Your task
Please transcribe the following records in full, exactly as given.

Dataset records
______________________________

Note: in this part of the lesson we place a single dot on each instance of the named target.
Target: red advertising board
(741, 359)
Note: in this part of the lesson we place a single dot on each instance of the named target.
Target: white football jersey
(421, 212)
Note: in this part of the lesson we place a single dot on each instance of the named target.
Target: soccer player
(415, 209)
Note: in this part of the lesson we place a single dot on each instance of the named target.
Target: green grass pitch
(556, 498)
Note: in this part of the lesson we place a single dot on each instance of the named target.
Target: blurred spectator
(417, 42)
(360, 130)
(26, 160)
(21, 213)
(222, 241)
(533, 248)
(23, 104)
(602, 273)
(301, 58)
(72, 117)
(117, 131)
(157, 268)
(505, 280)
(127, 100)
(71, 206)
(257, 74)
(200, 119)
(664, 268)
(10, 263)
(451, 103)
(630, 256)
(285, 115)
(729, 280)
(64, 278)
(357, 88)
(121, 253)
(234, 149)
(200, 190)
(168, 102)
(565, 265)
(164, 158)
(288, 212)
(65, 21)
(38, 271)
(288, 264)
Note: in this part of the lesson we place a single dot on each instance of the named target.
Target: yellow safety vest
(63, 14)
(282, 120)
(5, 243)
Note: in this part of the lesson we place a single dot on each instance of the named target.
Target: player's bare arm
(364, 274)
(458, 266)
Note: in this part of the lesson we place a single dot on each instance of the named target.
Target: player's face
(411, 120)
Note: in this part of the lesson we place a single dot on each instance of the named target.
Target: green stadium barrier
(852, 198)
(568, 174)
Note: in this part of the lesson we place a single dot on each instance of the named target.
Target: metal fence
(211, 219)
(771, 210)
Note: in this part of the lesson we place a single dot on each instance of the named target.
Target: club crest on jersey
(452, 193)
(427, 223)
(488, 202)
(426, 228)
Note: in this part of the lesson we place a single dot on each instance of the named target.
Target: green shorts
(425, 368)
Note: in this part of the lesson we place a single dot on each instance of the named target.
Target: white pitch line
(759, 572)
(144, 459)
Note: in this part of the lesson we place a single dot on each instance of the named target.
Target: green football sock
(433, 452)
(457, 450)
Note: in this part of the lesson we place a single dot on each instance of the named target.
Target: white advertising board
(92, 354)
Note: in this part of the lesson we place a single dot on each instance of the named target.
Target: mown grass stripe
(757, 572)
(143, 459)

______________________________

Task answer
Note: in this part of the lesson we place a single dot on each instance of the named target.
Target: red advertising board
(741, 359)
Note: in this part of the lesson we place a single dot on each instance of the named target.
Target: white football jersey
(421, 212)
Note: in this part of the lesson we place a single dot on each instance of the named target.
Target: soccer player
(415, 209)
Note: in this part of the lesson we place a single dot on each instance of the named target.
Target: green grass pitch
(556, 498)
Note: in this part of the lesson we place a single dot on each instance of the named target.
Target: blurred spectator
(417, 42)
(360, 130)
(26, 160)
(21, 213)
(222, 241)
(533, 248)
(23, 104)
(602, 273)
(301, 58)
(72, 117)
(117, 131)
(157, 268)
(505, 280)
(127, 100)
(71, 206)
(257, 74)
(200, 119)
(664, 268)
(10, 263)
(451, 103)
(630, 256)
(285, 115)
(729, 280)
(64, 278)
(357, 88)
(121, 253)
(234, 149)
(200, 190)
(168, 102)
(565, 265)
(164, 158)
(288, 212)
(65, 21)
(38, 271)
(288, 264)
Note: in this part of the lesson we place a single dot on each instance of the named target.
Target: yellow safety vest
(63, 14)
(282, 120)
(5, 243)
Note: in this part of the lesson we place a single dot on each instance of the named target.
Target: player's bare arm
(364, 274)
(458, 266)
Note: in this part of the lesson we place a single dot on each instance of the named target.
Target: player's face
(411, 120)
Note: in this part of the lesson we place a single dot on each instance of the named target.
Target: green stadium barrier
(852, 198)
(568, 174)
Note: in this part of the lesson we place a single dot on each instance of the named target.
Target: metal fence
(211, 219)
(771, 210)
Note: in this part of the lesson we place a single dot on each instance of the named target.
Target: club crest on jersey
(452, 193)
(427, 223)
(488, 202)
(426, 228)
Note: in this part of the lesson we place a single dot on each instance of the named target.
Target: green shorts
(425, 368)
Note: in this part of the lesson we place a single dot on each instance of the named target.
Target: white pitch line
(759, 572)
(144, 459)
Note: in this part of the lesson we place a single dot on each instance of the named target.
Target: green football sock
(433, 452)
(457, 450)
Note: in this part of the lesson we place a single dot on each instance of the named target.
Target: white advertising board
(92, 354)
Note: in this part of the lesson we place a single dot on each instance of the named target.
Target: mown grass stripe
(757, 572)
(143, 459)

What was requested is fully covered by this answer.